** EXERCISE MATERIAL **
····················

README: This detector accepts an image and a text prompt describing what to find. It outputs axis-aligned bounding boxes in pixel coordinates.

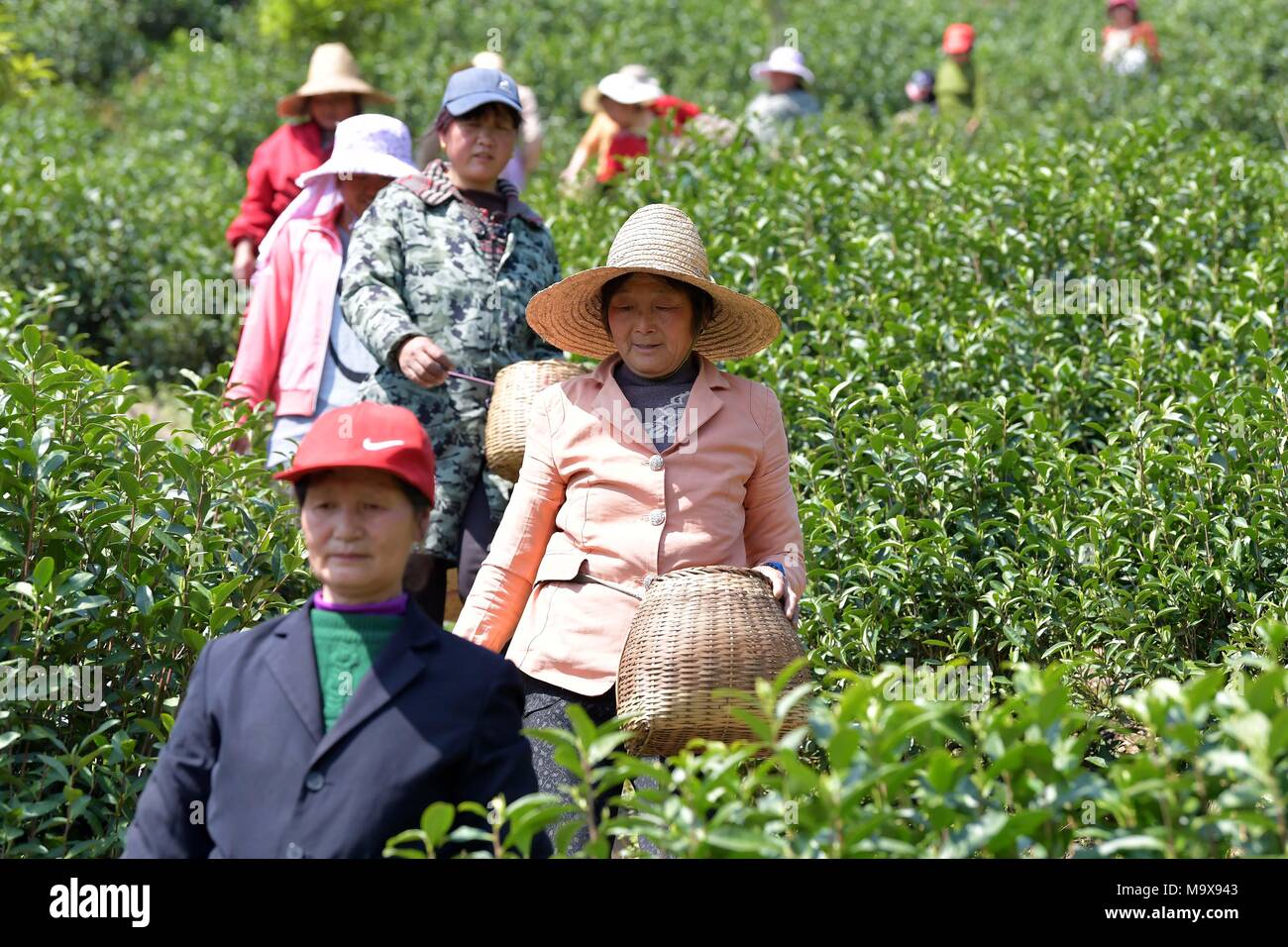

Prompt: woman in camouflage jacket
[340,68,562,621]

····················

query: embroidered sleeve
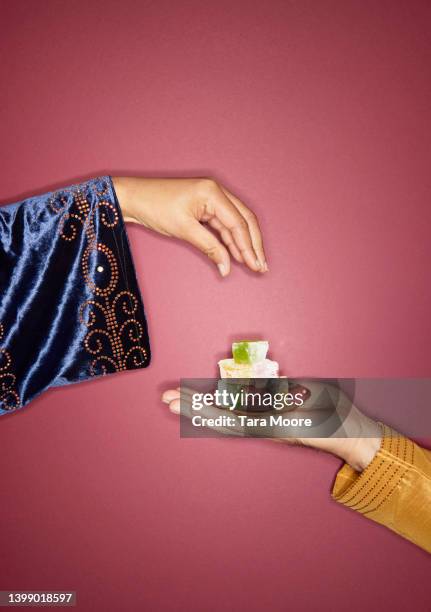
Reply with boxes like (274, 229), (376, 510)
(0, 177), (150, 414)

····················

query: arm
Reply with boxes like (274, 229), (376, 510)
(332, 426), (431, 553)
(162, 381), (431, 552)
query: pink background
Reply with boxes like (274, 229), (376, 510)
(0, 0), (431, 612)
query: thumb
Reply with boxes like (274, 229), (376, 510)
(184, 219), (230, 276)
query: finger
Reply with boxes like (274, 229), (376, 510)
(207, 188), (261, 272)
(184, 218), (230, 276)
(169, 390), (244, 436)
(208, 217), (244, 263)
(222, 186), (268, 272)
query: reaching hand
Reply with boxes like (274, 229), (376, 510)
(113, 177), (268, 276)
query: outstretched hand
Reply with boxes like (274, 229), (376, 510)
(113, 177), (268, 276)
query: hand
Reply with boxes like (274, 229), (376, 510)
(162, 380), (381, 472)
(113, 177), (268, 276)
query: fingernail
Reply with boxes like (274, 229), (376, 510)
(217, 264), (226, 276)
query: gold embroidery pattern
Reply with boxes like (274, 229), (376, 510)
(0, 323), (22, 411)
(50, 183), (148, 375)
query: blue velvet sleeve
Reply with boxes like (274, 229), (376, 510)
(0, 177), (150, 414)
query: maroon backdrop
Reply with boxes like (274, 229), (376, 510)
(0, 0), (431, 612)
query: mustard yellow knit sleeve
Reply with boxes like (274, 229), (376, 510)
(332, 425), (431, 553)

····················

** TASK DIRECTIONS **
Return the records word for word, starting with the line that contains "README: This detector" and going on through the line that contains "[340,68,562,621]", both included. Leave the pictures out.

** WRITTEN ANSWER **
README: This detector accepts an image and a text prompt describing what to find. It outputs axis-aligned bounding boxes in pixel coordinates.


Prompt: woman in camouflage jacket
[340,68,562,621]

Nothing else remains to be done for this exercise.